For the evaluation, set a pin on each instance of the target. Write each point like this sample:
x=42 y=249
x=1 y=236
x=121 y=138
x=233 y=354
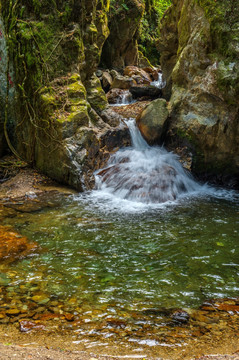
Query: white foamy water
x=144 y=175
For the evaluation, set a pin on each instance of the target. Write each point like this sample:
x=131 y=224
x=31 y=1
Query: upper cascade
x=145 y=174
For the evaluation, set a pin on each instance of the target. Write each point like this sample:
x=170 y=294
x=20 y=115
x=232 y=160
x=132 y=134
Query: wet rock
x=121 y=49
x=151 y=122
x=69 y=317
x=135 y=71
x=27 y=326
x=95 y=94
x=106 y=81
x=13 y=312
x=4 y=279
x=13 y=245
x=132 y=110
x=203 y=89
x=122 y=82
x=114 y=95
x=111 y=117
x=180 y=317
x=41 y=299
x=149 y=91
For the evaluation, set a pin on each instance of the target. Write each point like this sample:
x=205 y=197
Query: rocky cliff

### Goal
Please return every line of the records above word for word, leaving the pictures out of your answer.

### Exercise response
For the evaluation, set a pin on each instance of the target. Write each point like this sample:
x=42 y=249
x=1 y=236
x=121 y=138
x=233 y=354
Query: white foamy water
x=144 y=175
For the evaluation, set a pin on each instance of the target. Write each point like this sample:
x=131 y=224
x=31 y=1
Query: upper cascade
x=145 y=174
For the evaluation, set a pin on each instance of the target. Write each point like this sample:
x=170 y=294
x=20 y=115
x=232 y=160
x=132 y=134
Query: wet rock
x=121 y=49
x=151 y=122
x=69 y=317
x=135 y=71
x=27 y=326
x=95 y=94
x=106 y=81
x=13 y=312
x=4 y=279
x=13 y=245
x=132 y=110
x=203 y=89
x=122 y=82
x=114 y=95
x=111 y=117
x=180 y=317
x=41 y=299
x=149 y=91
For the evaluation, set a pin on each instance of the target. Write each point like this sample:
x=205 y=197
Query: rocky cliff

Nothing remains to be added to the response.